Location identification entries:
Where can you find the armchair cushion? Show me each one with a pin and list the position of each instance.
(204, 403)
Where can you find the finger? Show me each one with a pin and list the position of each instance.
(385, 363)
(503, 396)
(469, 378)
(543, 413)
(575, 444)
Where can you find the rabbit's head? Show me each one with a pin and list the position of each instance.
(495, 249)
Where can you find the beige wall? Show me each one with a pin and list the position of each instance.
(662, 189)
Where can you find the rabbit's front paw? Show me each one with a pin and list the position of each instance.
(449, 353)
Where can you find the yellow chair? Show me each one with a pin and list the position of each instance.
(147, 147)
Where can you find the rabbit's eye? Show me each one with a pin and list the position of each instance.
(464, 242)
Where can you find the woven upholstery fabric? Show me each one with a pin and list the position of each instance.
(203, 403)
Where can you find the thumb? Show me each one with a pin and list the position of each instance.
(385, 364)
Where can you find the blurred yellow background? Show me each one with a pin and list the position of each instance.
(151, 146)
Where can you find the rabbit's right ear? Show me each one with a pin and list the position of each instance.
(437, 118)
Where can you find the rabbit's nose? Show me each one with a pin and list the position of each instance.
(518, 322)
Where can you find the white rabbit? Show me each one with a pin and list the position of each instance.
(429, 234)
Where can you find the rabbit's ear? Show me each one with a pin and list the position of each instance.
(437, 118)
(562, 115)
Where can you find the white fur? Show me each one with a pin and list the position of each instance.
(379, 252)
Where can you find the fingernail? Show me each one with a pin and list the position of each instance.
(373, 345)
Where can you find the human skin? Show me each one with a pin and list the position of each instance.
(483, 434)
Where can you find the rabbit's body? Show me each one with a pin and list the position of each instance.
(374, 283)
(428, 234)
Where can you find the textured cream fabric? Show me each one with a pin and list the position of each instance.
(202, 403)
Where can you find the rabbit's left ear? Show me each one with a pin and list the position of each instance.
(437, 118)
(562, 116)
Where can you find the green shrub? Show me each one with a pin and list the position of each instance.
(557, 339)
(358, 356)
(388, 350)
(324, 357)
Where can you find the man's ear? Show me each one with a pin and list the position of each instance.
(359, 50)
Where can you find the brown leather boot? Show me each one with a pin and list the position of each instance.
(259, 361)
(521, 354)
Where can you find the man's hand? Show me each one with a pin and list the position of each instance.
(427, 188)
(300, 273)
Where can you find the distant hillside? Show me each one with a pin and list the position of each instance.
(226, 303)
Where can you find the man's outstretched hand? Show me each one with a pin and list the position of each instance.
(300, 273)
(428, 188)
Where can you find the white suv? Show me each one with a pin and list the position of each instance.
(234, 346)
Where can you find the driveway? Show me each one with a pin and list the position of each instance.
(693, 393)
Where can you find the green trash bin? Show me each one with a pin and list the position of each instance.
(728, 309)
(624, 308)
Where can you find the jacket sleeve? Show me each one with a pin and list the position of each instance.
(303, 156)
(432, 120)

> [To do]: Copy out the rows in the stretch from the line containing "Where can you find the driveway?" through the end of the rows, requests included. Scale every coordinate in the answers by 1.85 and round to whole numbers, with halves rounding up.

> [Response to this task]:
Where can you find the driveway? Show me each one with a pin and list the position of each instance.
(1282, 727)
Where can you find the green trash bin? Show me each one with a pin and list the position of each instance.
(1347, 572)
(1154, 570)
Where can you find the jacket sleeve? Show me each one with a pin and list the position of each instance.
(561, 289)
(799, 222)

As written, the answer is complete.